> [STATED GOAL 1]: Starting with the line that contains "of the distant" and continuing through the last line of the entries, write those lines out again with "city" changed to "downtown" and everything else left the same.

Receivables relate primarily to payments due for royalties, advertising fees, rent, and sales of salon services and product paid by credit card. The receivables balance is presented net of an allowance for expected credit losses (i.e., doubtful accounts), related to receivables from franchisees. Management estimates the allowance based on the age of the receivable and creditworthiness of the franchisee. The following table is a rollforward of the allowance for credit losses for the periods indicated:

Nine Months Ended March 31, — 2026 2025
(Dollars in thousands)
Balance at beginning of period $ 5,015 $ 6,227
Provision for doubtful accounts (1) 1,109 2,234
Provision for franchisee rent (2) 515 784
Recoveries ( 1,209 ) ( 1,495 )
Other 33 ( 68 )
Write-offs ( 1,058 ) ( 2,755 )
Balance at end of period $ 4,405 $ 4,927

(1) The provision for doubtful accounts is recognized as general and administrative expense in the Condensed Consolidated Statements of Operations.

(2) The provision for franchisee rent is recognized as rent in the Condensed Consolidated Statements of Operations.

Broker fees are the costs associated with using external brokers to identify new franchisees. These fees are paid upon the signing of the franchise agreement, capitalized, and expensed over the term of the franchise agreement as general and administrative expense in the Condensed Consolidated Statements of Operations. The following table is a rollforward of the broker fee balance for the periods indicated:

Nine Months Ended March 31, — 2026 2025
(Dollars in thousands)
Balance at beginning of period $ 5,997 $ 9,369
Amortization ( 1,425 ) ( 1,820 )
Write-offs (1) ( 1,150 )

> [THE RECORDS]:
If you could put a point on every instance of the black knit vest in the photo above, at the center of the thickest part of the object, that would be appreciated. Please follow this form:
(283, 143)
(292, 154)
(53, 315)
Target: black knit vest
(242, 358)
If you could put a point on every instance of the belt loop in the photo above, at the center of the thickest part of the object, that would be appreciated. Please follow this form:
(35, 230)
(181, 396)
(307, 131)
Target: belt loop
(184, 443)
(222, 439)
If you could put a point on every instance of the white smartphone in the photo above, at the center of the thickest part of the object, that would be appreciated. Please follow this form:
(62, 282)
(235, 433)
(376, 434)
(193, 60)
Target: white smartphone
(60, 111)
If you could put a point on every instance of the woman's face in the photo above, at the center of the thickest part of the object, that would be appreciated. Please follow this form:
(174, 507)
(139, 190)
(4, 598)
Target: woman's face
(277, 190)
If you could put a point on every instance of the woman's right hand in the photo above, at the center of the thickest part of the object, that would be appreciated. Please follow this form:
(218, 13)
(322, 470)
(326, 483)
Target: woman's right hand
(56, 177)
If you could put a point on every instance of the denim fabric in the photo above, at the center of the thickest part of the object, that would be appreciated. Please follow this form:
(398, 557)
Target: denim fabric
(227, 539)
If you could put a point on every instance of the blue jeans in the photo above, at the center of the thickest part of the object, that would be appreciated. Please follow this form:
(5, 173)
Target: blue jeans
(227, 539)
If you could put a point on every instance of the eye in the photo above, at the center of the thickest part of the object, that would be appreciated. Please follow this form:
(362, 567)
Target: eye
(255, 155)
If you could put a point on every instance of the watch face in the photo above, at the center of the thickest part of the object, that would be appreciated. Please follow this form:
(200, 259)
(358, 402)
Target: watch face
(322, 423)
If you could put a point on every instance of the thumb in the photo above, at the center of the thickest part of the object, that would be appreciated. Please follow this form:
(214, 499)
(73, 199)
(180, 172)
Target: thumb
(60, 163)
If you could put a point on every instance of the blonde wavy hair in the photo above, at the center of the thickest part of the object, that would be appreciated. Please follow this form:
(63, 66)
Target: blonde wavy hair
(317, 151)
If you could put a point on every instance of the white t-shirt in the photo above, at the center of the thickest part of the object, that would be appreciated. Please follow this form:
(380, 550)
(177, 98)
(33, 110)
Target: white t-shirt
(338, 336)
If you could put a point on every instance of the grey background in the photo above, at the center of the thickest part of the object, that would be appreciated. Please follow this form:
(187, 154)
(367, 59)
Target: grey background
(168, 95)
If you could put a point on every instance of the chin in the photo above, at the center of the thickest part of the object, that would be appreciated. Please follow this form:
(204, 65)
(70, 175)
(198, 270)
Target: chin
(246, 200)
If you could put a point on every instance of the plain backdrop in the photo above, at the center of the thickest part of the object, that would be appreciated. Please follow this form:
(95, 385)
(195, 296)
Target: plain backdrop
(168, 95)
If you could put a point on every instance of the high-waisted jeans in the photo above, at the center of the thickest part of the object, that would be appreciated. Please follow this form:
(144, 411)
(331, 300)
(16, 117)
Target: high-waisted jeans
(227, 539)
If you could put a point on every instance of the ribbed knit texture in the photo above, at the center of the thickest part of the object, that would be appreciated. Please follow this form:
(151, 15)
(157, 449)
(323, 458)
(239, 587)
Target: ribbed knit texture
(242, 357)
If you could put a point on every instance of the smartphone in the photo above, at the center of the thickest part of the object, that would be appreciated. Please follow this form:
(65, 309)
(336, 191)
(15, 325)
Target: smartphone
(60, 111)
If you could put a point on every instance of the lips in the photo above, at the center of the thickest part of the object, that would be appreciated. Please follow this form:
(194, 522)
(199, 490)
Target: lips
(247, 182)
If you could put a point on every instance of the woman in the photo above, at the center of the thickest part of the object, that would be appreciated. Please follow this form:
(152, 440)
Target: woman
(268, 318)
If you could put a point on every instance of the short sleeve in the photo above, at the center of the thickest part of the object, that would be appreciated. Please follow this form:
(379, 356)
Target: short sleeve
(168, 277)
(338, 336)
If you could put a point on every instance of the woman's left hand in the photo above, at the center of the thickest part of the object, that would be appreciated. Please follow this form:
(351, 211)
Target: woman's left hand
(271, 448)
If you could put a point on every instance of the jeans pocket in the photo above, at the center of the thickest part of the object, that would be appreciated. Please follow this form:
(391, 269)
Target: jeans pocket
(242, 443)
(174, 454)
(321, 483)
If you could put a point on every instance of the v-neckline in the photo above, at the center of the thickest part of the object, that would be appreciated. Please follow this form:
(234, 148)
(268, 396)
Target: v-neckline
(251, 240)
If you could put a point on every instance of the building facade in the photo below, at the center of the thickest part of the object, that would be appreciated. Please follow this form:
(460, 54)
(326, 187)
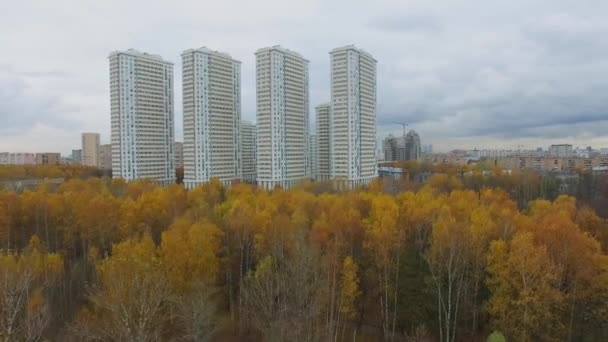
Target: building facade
(313, 156)
(413, 149)
(324, 124)
(141, 105)
(249, 151)
(178, 153)
(561, 150)
(353, 98)
(212, 117)
(48, 158)
(394, 148)
(77, 156)
(105, 157)
(21, 158)
(90, 149)
(282, 117)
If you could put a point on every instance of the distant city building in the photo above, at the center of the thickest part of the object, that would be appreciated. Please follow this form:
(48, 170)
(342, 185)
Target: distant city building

> [STATED GOAL 2]: In the receivables excerpt, what does management base its estimate of the allowance for expected credit losses on?

> [WRITTEN RESPONSE 1]:
If you could put a point on every instance of the distant downtown building in the photo above, at the center of the thickest part of the object, that would be appreciated. Please follow this form:
(48, 170)
(342, 185)
Target: distant downtown building

> [WRITTEN RESPONSE 2]: Management estimates the allowance from the age of the receivable and the creditworthiness of the franchisee. The allowance relates to receivables from franchisees.